# [About this exercise]
If you see a picture in the data below, omit it and copy the rest exactly.

# [Dataset]
________________________________________
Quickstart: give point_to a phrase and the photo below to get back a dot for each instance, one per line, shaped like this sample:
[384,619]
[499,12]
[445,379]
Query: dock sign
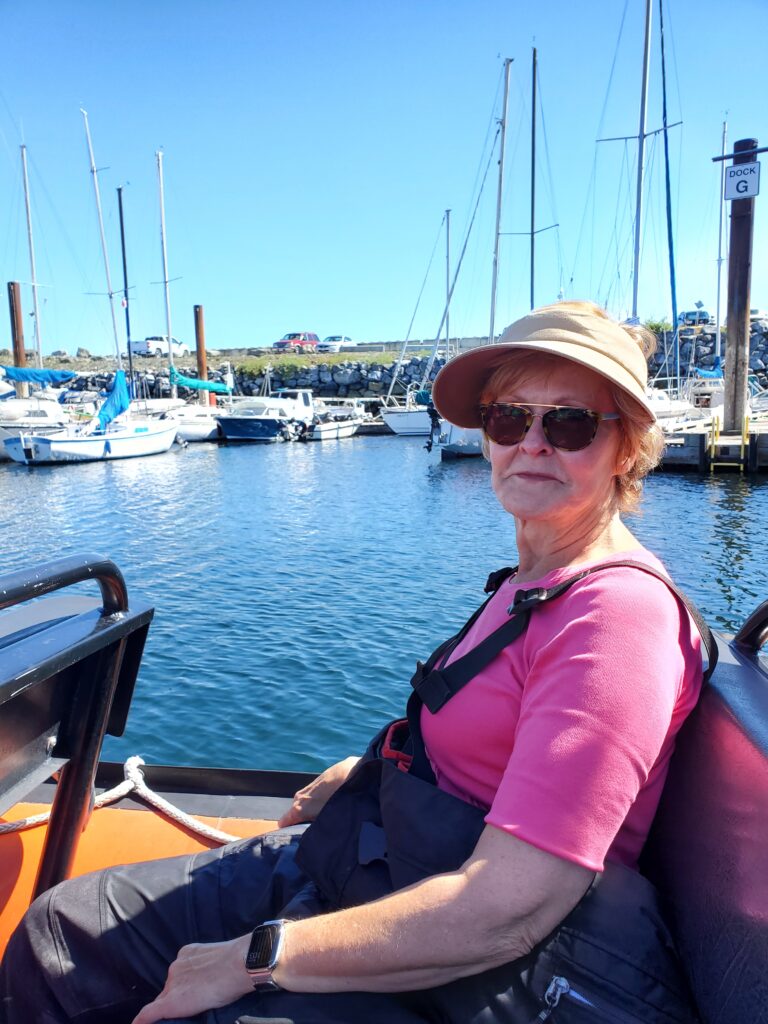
________________________________________
# [Completed task]
Quickstart: give point_to a phrase and the photo below to get back a dot for each instance, one per line, shaped like this sample:
[384,619]
[499,12]
[445,379]
Query: dock sign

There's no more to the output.